• Text:
>> begin

[Wgcp-whc] minutes from Lisa Robertson visit--March 1, 2013

Richard Deming richard.deming at yale.edu
Sat Mar 2 16:47:23 EST 2013


Dear Friends,

 I wanted to send word about our most recent session, held on Friday March 1, which featured a visit from the poet Lisa Robertson.  Robertson had given a reading the night before for the Graduate Poets Reading Series, our collaborators in bringing this author to campus.

The session began with Robertson talking about her interest in philosophy, an influence that appears explicitly and implicitly throughout her work, and especially R’s Boat, which in its earlier version (as a chapbook) was entitled Rousseau’s Boat, a reference to Jean-Jacques Rousseau’s Reveries of the Solitary Walker.  Robertson began by locating her interest biographically by saying that for her poetry and philosophy had been positioned alongside one another since she began writing.  Although she had only ever taken one philosophy course as an undergraduate, she did work with the acclaimed Candian poet Robin Blaser.  Blaser himself made a great deal of use of philosophy and Robertson saw in him the possibility for considering poetry as engaging in the history of ideas without standing apart from that history.”  She pointed to “The Practice of Outside,”  Blaser’s seminal essay on Jack Spicer as being particularly influential in the ways that she sees the interface of poetry and philosophy.

She enjoys being a perpetual amateur in terms of philosophy.  That outsider status means that she can read philosophical texts in ways that are not systematic and she can be drawn by instinct or even by aesthetic whim.  Philosophy offers a difficulty by which she can be aware of—attentive to—the cognitive experience as an experience unto itself.  Because she is so trained in poetry, poetry doesn’t have that sense of newness and unfamiliarity. She cited Hannah Arendt’s (though it is a decidedly Heideggerian claim as well) that thinking as an activity is always bound up with a sense of beginning. The persistent unfamiliarity of philosophy creates a persistent sense of a present tense, which she feels produces the conditions for poetry

She began her interest with an interest in Heidegger and Nietzsche, and over time this changed to focus on French post-structuralists (such as Barthes, Deleuze, and others). But her main interest is Hannah Arendt in large part because of her ability to bring together metaphysical concerns with social and political realities.  Moreover, Robertson believe that it was important for her to connect with a woman within the history of ideas and thinking.

 Robertson said that what she takes from philosophy includes the process of making distinctions at very subtle and nuanced levels and these distinctions generate a complex of responses that poetry can engage because it so often activates a variety of levels of meaning and meaningfulness.

>> end

• Given information:
>> begin

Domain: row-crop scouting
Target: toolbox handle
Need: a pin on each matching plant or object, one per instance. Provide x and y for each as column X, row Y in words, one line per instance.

>> end

• Exercise requirements:
**1.** According to the minutes of Lisa Robertson's visit, why is Hannah Arendt her main philosophical interest? Answer in one to three sentences.
**2.** Repeat the passage of the minutes starting at "She began her" and ending at "ideas and thinking.".
**3.** Carry the minutes of Robertson's visit forward with the next part of the account.
The listing is separate material and is not part of the minutes.

• Final results:
**1.** Arendt can bring metaphysical concerns together with social and political realities. Robertson also believed it was important to connect with a woman within the history of ideas and thinking.

**2.**
She began her interest with an interest in Heidegger and Nietzsche, and over time this changed to focus on French post-structuralists (such as Barthes, Deleuze, and others). But her main interest is Hannah Arendt in large part because of her ability to bring together metaphysical concerns with social and political realities.  Moreover, Robertson believe that it was important for her to connect with a woman within the history of ideas and thinking.

**3.**
In the course of the discussion, the point was raised that the poems of R’s Boat tend to not build a narrative tension, but there is a consistency that keeps the reader’s eyes on the page.  In that way, the poems are a kind of immersive experience.  Robertson indicated that was how she feels when writing and that she tried to create a kind of neutrality or even sense of tension as she was composing.  She drew the material from over 60 notebooks that she has been keeping for decades.  These notebooks are not diaristic, but contain thoughts, meditations, drafts, and passages from various writers, artists, and thinkers.  For “Face” she culled all the sentences that were written from the first person (using “I”).  She wanted to use them all and didn’t want to only have the best so she write in a way to even them out.  This evenness means that the work’s overall structure doesn’t ebb and flow and provide places for readers to step out unto the end. Her work with constraints allows her to attend to formal elements of design that can then make sense for the unintentional and the unconscious to come into the work without being overdetermined. She also indicated that she had inherited a tradition (she called it part of her Canadian poetic tradition taken from Blaser, Fred Wah, BP Nichols, and others) that conceives of the book as the compositional unit.  She is interested in the experience of duration, an experience of time itslef, and that prolonging an immersive experience for the length of a book is her ideal.  She brings a book to a close when she feels the experience can no longer be sustained.

The conversation did address the question of closure, which Robertson is interested in, at least in terms of an aesthetic experience of something being complete rather than left wholly open.  The closure—and there was some wondering if resolution might be a more fitting term—isn’t explanatory or a moral certainty, but does provide a frame for the experience of the poem itself.  Robertson said that when she is finished with a book she loses a direct engagement with it and turns to the next project.  The newness of a new project then allows for that newness and openness that she is looking for in aesthetic experiences.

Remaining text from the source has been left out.